§ **RECORDS PROVIDED**:
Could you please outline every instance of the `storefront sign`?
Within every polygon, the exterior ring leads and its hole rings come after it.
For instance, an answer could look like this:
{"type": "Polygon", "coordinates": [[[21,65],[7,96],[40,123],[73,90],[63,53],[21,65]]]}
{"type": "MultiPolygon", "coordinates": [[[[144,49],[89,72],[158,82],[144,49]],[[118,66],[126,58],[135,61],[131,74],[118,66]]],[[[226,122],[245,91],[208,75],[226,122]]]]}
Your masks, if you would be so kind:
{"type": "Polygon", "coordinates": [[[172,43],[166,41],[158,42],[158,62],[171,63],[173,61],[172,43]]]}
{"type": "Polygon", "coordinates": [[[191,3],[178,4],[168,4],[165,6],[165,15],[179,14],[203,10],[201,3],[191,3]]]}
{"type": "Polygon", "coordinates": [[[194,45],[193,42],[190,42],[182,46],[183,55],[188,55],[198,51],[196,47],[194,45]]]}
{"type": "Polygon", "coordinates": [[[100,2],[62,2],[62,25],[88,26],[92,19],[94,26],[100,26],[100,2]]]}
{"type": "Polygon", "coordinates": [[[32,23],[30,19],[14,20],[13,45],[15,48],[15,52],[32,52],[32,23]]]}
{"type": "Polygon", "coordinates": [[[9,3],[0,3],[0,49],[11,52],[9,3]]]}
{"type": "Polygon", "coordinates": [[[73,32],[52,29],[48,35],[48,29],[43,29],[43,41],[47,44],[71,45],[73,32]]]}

§ **THE REQUEST**: Reproduce every line of the entries above verbatim, preserving their order.

§ **WRITTEN ANSWER**:
Could you please outline every instance of the `storefront sign`?
Within every polygon, the exterior ring leads and its hole rings come after it.
For instance, an answer could look like this:
{"type": "Polygon", "coordinates": [[[21,65],[7,96],[40,123],[73,90],[63,53],[21,65]]]}
{"type": "MultiPolygon", "coordinates": [[[[144,49],[89,72],[158,82],[144,49]],[[118,66],[126,58],[135,61],[131,74],[118,66]]],[[[226,122],[245,91],[208,75],[226,122]]]]}
Your masks, if you would be so kind:
{"type": "Polygon", "coordinates": [[[172,43],[166,41],[158,42],[158,62],[171,63],[173,61],[172,43]]]}
{"type": "Polygon", "coordinates": [[[191,3],[178,4],[168,4],[165,6],[165,15],[179,14],[203,10],[201,3],[191,3]]]}
{"type": "Polygon", "coordinates": [[[194,45],[193,42],[190,42],[182,46],[183,55],[188,55],[198,51],[196,47],[194,45]]]}
{"type": "Polygon", "coordinates": [[[100,2],[62,2],[62,25],[88,26],[92,19],[94,26],[100,26],[100,2]]]}
{"type": "Polygon", "coordinates": [[[32,23],[30,19],[14,20],[13,45],[15,48],[15,52],[32,52],[32,23]]]}
{"type": "Polygon", "coordinates": [[[9,3],[0,3],[0,49],[11,52],[9,3]]]}
{"type": "Polygon", "coordinates": [[[73,32],[52,29],[48,35],[48,29],[43,29],[43,41],[47,44],[71,45],[73,32]]]}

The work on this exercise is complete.